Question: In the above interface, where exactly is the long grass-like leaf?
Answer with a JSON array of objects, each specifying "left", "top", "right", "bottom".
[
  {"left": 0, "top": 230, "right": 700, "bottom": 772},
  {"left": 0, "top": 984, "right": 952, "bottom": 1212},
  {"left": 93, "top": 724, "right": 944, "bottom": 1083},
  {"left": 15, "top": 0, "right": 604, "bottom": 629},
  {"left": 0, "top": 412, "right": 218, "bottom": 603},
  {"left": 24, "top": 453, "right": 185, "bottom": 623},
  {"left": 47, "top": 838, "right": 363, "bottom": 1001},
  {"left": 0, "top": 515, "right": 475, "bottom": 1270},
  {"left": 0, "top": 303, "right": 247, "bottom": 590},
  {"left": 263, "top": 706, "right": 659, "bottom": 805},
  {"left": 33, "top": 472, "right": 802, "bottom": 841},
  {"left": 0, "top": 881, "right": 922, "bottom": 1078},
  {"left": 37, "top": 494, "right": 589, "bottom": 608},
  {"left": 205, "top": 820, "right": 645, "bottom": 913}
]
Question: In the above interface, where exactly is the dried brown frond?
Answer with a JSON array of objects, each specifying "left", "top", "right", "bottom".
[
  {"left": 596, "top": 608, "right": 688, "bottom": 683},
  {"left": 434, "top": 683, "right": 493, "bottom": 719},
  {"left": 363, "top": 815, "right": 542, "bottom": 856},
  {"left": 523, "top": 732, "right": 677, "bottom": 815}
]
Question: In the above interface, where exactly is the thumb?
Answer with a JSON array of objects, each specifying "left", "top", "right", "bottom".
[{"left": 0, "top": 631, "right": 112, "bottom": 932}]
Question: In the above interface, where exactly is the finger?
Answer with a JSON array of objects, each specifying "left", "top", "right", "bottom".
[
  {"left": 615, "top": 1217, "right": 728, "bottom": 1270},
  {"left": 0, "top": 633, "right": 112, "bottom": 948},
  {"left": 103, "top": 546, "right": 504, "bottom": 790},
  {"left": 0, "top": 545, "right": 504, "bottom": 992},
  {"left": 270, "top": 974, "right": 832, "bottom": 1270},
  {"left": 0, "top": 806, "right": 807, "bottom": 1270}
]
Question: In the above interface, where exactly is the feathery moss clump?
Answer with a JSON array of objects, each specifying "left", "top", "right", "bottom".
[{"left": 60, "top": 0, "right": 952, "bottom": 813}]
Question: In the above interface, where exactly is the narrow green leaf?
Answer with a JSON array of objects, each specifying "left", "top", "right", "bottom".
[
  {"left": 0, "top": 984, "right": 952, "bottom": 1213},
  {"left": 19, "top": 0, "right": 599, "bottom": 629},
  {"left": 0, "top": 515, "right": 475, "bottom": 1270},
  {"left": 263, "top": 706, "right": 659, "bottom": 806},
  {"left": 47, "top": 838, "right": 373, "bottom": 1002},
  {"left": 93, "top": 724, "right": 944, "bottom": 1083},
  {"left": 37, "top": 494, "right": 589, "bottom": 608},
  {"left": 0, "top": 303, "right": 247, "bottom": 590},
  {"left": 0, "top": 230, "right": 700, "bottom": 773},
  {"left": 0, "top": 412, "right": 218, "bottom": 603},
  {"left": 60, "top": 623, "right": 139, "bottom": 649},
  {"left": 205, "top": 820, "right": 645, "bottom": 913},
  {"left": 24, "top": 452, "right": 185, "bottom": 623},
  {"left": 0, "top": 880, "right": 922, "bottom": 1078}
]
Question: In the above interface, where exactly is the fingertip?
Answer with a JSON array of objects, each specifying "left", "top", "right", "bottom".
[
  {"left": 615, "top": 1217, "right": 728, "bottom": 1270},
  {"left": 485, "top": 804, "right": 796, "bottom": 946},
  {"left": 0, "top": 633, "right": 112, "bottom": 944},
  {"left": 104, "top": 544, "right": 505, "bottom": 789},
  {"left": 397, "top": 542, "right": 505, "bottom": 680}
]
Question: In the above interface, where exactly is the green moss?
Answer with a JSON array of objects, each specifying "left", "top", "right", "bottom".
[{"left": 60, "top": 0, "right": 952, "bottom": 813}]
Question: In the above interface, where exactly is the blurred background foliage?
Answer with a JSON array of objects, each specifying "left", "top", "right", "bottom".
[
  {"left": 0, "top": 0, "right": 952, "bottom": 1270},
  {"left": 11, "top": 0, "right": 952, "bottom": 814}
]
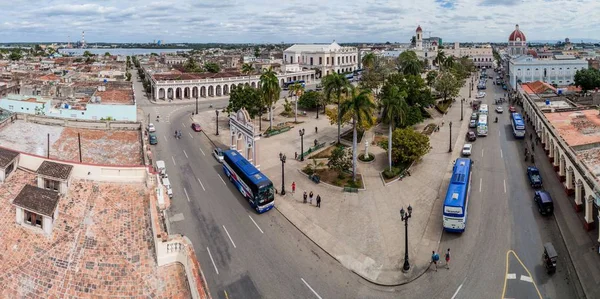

Task description -
Copy the material from the line containing "Question: In the above interface, where exactly is the blurred" through the end of the material, and leave out the pictures.

Answer to the problem -
Question: In the above interface, where exactly is the blurred background foliage?
Answer with a JSON array of objects, each specifying "left", "top", "right", "bottom".
[
  {"left": 0, "top": 0, "right": 952, "bottom": 1270},
  {"left": 11, "top": 0, "right": 952, "bottom": 814}
]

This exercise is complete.